→ **PROBLEM DETAILS**
Revise the rows below so that every "integer pair" reads "number pair" instead, leaving everything else unchanged.

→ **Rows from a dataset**

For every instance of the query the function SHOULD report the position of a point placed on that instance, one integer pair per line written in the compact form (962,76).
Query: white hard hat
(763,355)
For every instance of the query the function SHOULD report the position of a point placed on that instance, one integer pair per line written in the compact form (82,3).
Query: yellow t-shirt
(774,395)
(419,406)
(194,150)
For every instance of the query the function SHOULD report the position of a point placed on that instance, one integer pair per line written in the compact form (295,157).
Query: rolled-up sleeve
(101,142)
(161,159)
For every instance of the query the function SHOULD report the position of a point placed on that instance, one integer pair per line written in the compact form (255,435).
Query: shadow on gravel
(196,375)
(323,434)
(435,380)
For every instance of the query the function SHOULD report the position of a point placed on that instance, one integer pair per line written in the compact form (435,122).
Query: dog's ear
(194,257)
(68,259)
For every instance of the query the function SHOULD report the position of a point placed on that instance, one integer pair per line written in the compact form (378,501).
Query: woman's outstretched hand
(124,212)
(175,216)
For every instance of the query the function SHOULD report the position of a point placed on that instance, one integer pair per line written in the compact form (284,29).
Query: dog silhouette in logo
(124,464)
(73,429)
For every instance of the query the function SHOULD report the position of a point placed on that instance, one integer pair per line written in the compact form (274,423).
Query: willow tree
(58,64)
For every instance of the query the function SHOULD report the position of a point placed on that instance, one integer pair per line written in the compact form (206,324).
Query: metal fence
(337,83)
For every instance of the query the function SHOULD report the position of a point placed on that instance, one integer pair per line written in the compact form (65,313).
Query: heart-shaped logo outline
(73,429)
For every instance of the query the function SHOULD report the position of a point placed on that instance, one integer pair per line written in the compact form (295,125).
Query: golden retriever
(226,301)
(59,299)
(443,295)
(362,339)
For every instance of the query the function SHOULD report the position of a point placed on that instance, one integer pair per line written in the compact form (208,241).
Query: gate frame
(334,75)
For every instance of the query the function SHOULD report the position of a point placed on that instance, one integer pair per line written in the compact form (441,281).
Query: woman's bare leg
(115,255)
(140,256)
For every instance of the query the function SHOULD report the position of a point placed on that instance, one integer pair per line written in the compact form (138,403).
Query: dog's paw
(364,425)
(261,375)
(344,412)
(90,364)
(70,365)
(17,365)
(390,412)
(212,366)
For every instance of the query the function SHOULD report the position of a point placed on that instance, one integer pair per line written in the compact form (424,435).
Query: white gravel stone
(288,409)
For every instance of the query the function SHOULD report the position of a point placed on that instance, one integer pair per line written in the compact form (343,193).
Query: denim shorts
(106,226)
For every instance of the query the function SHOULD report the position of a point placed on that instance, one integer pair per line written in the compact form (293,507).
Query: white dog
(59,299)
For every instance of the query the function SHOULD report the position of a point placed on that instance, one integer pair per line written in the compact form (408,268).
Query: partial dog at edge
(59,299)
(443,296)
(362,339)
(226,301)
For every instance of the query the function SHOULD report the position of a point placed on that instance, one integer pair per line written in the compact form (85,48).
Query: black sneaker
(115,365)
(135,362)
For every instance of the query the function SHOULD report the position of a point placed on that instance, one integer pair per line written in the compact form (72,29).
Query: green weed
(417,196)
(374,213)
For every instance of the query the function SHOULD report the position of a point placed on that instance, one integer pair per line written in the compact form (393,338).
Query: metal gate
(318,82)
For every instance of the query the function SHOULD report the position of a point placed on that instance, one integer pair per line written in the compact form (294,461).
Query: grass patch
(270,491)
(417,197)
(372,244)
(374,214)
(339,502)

→ **ANSWER**
For every instance of the query the function SHOULD report the position of a point placed on that instance, one number pair per line written in the compact form (962,76).
Query: white hard hat
(763,355)
For every instance of the query the function SHOULD report the position of a point placed on that instance, one number pair per line written in the compact form (82,3).
Query: yellow t-shirt
(774,395)
(419,406)
(194,150)
For every instance of the query the function SHOULD report the position of a point placed on that instance, one number pair per line written in the compact form (295,157).
Query: rolled-up sleeve
(101,142)
(161,159)
For every instance of the query the function SHOULD report the position of a point placed on that instance, one number pair per line written in the compact form (255,435).
Query: shadow on gravel
(196,375)
(323,434)
(435,380)
For every instance of the query the function SHOULD report the position of a point placed on that instance, one number pair per line written in the compact form (435,122).
Query: dog's ear
(194,257)
(68,259)
For every instance of the query the function SHOULD report the position of a point placed on that instance, one number pair per line written in the compact form (378,501).
Query: woman's outstretched hand
(124,212)
(175,216)
For every instance of the query the function SHOULD report the position of a point placed on that instance, one number pair per line written in the compact form (284,29).
Query: dog silhouette in logo
(124,464)
(73,429)
For every instance of the query the function SHOULD report the position of a point placed on that instance, one number pair per line written in the compact form (274,423).
Query: willow tree
(58,64)
For every instance of the query the function SHOULD report the position of a point placed on that instance, one number pair per line written in the compact form (206,324).
Query: metal fence
(337,83)
For every instance of the query the function SHOULD report the position of a point placed on that instance, one number pair per line written in the compact form (65,313).
Query: heart-shaped logo outline
(73,429)
For every instance of the query the function SHOULD report the position of a point placed on that instance, one number pair per line written in the compact form (295,125).
Query: golden retriever
(226,301)
(59,299)
(443,295)
(362,339)
For every instance of the query the function SHOULD report the position of a point placed on that instance, one number pair per line written in the compact form (208,241).
Query: gate frame
(334,75)
For every instance of the query the function SHOULD report the position of a point placed on that instance, one number pair per line written in the compact form (441,281).
Query: woman's bare leg
(115,255)
(140,256)
For every instance of the query the function SHOULD report the position of a point placed on that instance, one number pair per line written in the compact form (138,403).
Query: dog's paw
(364,425)
(261,375)
(344,412)
(90,364)
(70,365)
(17,365)
(390,412)
(212,366)
For every instance of the query the function SHOULD report the position of a point placed on that instance, one number pair per line written in the compact form (424,435).
Query: white gravel stone
(288,409)
For every instance of the query the function SHOULD report the position of a point placed on that instance, one number pair per line written in the compact form (343,193).
Query: denim shorts
(106,226)
For every instance of the query the function SHOULD report the position of a point placed on that instance, one number pair per line written in the compact form (293,507).
Query: white dog
(59,299)
For every instance of the query the function SHOULD report the position of a point placed on that instance, one number pair per line written in the compact form (408,268).
Query: partial dog at edge
(59,299)
(443,296)
(362,339)
(226,301)
For every instance of the query the function SHOULD report the position of a point placed on that instance, one number pair per line written in the compact form (85,48).
Query: black sneaker
(115,365)
(135,362)
For every instance of the query the function SHOULD report the position of a point placed on that instance, one number pair per line written in the compact form (72,29).
Query: green weed
(417,196)
(374,213)
For every instance of the query the function SHOULD report the position of a point placed on that instance, one number pair per line written in the compact form (393,338).
Query: metal gate
(318,82)
For every instance of the query the function SHOULD report the position of a point placed on that instance, one number pair per line written in the compact form (294,461).
Query: grass patch
(270,491)
(417,197)
(372,244)
(374,214)
(339,502)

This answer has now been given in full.